[begin The data]
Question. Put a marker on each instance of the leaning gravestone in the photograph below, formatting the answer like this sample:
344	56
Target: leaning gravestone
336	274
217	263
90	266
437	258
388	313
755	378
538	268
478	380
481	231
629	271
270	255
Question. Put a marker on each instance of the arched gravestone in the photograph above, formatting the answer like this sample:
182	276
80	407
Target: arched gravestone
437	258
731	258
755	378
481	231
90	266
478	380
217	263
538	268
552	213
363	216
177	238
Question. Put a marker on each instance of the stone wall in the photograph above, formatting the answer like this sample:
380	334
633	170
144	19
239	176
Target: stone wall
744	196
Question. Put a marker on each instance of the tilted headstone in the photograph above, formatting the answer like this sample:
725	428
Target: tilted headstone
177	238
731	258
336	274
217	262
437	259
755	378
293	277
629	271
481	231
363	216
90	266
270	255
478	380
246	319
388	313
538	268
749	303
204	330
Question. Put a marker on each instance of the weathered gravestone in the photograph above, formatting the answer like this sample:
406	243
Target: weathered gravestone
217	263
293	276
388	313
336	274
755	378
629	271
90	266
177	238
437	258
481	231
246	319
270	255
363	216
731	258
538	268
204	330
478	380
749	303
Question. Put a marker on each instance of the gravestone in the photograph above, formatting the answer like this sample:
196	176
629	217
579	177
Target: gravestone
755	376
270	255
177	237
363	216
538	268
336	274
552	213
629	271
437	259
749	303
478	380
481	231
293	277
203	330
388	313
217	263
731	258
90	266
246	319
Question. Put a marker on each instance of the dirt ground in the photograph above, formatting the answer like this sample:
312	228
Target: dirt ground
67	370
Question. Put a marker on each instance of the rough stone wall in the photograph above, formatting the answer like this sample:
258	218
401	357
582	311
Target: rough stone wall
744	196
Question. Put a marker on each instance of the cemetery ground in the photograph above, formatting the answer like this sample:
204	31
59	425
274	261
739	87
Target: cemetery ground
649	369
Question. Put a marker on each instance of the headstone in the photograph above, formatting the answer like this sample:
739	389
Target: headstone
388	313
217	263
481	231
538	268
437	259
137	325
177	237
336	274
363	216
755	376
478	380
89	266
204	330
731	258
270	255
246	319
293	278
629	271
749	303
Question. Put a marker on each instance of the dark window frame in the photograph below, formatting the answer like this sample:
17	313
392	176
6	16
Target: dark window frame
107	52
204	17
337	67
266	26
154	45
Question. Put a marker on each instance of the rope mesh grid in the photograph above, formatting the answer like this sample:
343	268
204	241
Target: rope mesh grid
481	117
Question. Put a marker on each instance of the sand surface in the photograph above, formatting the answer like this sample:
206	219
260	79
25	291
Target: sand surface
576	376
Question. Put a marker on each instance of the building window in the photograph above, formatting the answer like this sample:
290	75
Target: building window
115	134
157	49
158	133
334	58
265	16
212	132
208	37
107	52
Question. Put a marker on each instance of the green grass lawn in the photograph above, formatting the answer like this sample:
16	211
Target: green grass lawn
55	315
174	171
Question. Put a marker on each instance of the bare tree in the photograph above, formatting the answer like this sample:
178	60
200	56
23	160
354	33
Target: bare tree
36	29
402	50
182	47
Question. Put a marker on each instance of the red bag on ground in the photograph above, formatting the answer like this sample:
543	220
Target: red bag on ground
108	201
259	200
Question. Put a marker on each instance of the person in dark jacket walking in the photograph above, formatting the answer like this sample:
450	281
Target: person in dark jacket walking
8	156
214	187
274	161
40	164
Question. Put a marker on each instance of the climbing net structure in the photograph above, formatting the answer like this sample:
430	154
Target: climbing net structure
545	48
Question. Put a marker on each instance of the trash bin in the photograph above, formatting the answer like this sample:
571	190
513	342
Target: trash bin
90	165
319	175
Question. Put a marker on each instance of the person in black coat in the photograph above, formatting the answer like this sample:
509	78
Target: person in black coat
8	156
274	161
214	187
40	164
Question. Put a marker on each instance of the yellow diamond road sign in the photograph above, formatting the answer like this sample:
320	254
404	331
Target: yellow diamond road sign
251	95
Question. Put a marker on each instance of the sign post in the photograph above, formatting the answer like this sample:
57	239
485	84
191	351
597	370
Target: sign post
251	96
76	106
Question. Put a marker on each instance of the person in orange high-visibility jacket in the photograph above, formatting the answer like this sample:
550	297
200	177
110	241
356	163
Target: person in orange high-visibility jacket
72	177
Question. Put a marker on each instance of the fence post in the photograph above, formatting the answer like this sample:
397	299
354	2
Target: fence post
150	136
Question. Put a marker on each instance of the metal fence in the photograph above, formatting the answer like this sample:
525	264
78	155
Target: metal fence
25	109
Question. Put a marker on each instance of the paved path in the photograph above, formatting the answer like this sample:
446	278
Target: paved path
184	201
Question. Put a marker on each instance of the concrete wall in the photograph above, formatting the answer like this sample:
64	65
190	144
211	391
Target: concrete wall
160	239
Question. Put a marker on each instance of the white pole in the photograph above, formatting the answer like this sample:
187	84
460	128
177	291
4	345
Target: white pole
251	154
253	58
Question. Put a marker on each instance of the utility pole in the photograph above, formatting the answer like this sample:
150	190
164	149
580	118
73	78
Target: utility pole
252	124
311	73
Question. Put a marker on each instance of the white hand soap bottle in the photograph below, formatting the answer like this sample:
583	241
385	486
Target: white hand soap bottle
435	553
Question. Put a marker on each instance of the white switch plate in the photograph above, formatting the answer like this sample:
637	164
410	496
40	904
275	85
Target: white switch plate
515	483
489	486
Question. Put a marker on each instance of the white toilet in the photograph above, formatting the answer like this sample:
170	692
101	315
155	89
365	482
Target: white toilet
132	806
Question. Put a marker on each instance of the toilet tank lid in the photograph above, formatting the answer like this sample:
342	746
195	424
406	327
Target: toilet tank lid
[end The data]
_Aim of the task_
Begin at the line that has "Question. Put a marker on each instance of the white toilet" and stop after the last line of the items, then write out every line again, requests included. Scale each coordinate in the answers by 2.35 and round to whole numbers with halves going up, leaving the requests and their format samples unchanged.

_Solution_
Question. Put a marker on each instance of the white toilet in the photograph above, formatting the answer like this sample:
170	692
101	315
155	89
365	482
Target: white toilet
310	1894
Question. Put a marker on each instance of the toilet tank lid in the photograph above, formatting the answer like this sample:
342	746
195	424
406	327
Target: toilet tank lid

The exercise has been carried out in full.